**Document text:**
►

Briefing paper
Non-compete clauses, job mobility and wages in Australia
Publisher
Labour mobility
Working conditions
Wages
Competition regulation
Australia
Description
Has the increased use of non-compete clauses (NCCs) by Australian firms reduced workers’ ability to switch jobs and bargain for higher wages? This paper examines these questions using a detailed ABS survey of the use of NCCs and other post-employment restraints, linked for the first time to employer-employee microdata.
Findings
- Increased use of NCCs is associated with a subsequent decline in job mobility, including for job switches to firms within the same industry. By contrast, increased use of non-disclosure agreements (NDAs) — an alternative method for firms to protect trade secrets — is not associated with a significant decline in job mobility.

◄

**Excerpted records:**
►

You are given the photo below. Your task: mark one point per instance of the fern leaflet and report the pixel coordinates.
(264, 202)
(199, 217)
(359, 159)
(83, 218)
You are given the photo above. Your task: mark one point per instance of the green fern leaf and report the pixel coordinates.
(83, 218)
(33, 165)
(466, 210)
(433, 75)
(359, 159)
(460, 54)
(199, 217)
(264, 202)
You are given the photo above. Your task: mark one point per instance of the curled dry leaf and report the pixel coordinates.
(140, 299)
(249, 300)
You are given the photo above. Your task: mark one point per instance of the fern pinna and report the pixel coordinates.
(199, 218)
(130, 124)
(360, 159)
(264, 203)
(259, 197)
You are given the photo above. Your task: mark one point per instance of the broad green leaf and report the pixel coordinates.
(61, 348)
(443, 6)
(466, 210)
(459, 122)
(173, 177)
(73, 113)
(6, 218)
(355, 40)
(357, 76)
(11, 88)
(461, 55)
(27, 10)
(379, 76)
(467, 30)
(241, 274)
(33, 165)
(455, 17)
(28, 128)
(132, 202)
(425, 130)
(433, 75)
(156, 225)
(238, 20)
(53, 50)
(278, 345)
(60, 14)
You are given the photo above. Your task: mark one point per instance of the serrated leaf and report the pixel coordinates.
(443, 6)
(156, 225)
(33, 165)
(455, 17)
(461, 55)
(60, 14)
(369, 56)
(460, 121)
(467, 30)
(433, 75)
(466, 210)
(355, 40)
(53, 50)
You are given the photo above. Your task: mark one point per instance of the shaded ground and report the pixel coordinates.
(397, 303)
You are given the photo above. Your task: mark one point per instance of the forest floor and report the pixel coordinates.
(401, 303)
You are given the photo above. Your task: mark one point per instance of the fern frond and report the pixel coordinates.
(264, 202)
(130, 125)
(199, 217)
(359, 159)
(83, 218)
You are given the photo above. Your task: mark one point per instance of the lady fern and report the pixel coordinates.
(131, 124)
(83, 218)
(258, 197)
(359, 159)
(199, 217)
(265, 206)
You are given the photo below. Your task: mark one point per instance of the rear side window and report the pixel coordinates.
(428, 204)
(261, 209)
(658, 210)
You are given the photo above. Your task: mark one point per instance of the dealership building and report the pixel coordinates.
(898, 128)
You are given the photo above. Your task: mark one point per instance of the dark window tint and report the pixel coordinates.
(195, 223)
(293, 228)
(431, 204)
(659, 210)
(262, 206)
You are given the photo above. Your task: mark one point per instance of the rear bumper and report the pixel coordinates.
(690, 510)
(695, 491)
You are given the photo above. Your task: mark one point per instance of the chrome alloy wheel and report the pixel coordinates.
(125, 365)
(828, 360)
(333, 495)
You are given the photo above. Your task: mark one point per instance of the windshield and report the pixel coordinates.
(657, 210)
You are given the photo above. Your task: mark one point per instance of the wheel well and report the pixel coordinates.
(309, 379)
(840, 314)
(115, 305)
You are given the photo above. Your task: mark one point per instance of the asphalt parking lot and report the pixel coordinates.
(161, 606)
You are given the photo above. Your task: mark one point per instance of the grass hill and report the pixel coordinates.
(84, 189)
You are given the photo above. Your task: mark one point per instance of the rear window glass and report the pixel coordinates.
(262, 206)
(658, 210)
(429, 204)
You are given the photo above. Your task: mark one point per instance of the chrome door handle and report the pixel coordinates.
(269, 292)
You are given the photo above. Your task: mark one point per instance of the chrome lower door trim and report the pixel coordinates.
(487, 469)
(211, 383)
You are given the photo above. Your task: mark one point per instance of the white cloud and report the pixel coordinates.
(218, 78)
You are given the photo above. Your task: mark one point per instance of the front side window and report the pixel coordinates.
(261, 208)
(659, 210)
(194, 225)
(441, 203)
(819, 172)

◄

**Direction:**
Continue the briefing paper on non-compete clauses, job mobility and wages in Australia, starting after its final sentence.

**Task response:**
- Workers at firms that use NCCs extensively are paid 4 per cent less on average than similar workers at similar firms that only use NDAs. Workers at these two groups of firms start out with similar wages, but workers at NCC using firms experience slower wages growth over the first few years of their employment.
- NCCs have different associations for high- and low-skill workers. Low-skill workers see larger declines in job mobility and wages, while high-skill workers spend more time in between jobs when leaving an NCC-using firm.
Publication Details
Copyright:
e61 Institute 2024. Reproduced with permission.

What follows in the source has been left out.